WHAT TO WORK ON: Rewrite every one of the entries below, putting "misty hill" wherever "hazy mountain" occurs and leaving everything else the same.

* Start *

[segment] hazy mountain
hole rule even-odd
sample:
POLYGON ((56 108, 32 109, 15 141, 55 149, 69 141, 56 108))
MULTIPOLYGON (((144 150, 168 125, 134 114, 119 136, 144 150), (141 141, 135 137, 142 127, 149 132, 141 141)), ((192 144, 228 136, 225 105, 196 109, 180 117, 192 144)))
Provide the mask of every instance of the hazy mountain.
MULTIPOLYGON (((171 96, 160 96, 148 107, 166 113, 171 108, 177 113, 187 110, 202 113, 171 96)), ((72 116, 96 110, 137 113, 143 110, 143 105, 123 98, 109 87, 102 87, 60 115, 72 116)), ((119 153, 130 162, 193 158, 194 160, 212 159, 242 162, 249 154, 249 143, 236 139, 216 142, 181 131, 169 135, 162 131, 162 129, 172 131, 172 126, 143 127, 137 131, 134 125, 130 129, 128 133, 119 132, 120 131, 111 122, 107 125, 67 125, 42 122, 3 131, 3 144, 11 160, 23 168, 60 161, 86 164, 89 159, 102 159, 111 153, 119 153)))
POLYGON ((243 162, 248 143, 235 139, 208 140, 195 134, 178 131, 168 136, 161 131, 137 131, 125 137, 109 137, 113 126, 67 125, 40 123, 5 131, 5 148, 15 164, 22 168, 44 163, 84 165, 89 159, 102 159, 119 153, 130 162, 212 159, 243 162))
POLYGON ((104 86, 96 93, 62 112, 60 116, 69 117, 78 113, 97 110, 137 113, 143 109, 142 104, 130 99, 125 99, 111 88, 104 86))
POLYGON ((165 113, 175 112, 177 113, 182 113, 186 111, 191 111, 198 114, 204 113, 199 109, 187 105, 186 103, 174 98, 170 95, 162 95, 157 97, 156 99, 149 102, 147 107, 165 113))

* End *

REPLY:
[segment] misty hill
hole rule even-odd
sample:
POLYGON ((56 108, 32 109, 15 141, 55 149, 69 141, 56 108))
MULTIPOLYGON (((144 150, 168 125, 134 114, 119 136, 144 150), (141 141, 135 137, 142 127, 149 132, 141 141)), ((192 144, 228 136, 225 105, 196 109, 180 117, 192 144)))
Provide the mask of every instance of the misty hill.
MULTIPOLYGON (((171 96, 160 96, 148 107, 166 113, 171 108, 177 113, 187 110, 202 113, 171 96)), ((72 116, 96 110, 137 113, 143 110, 143 105, 123 98, 109 87, 102 87, 60 115, 72 116)), ((119 153, 130 162, 193 158, 194 160, 212 159, 242 162, 249 154, 249 143, 236 139, 216 142, 181 131, 169 135, 162 131, 162 129, 172 131, 172 126, 143 127, 137 131, 134 125, 130 129, 128 133, 119 132, 120 131, 111 122, 107 125, 67 125, 42 122, 3 131, 3 144, 11 160, 23 168, 60 161, 86 164, 89 159, 102 159, 111 153, 119 153)))
POLYGON ((243 162, 248 143, 235 139, 208 140, 195 134, 178 131, 168 136, 161 131, 137 131, 125 137, 109 137, 113 126, 67 125, 40 123, 5 131, 5 148, 15 164, 22 168, 44 163, 84 165, 89 159, 102 159, 119 153, 130 162, 212 159, 243 162))
POLYGON ((104 86, 96 93, 62 112, 60 116, 69 117, 78 113, 97 110, 137 113, 143 109, 142 104, 130 99, 125 99, 111 88, 104 86))
POLYGON ((165 113, 175 112, 177 113, 182 113, 186 111, 191 111, 198 114, 204 113, 199 109, 187 105, 186 103, 174 98, 170 95, 162 95, 157 97, 156 99, 149 102, 147 107, 165 113))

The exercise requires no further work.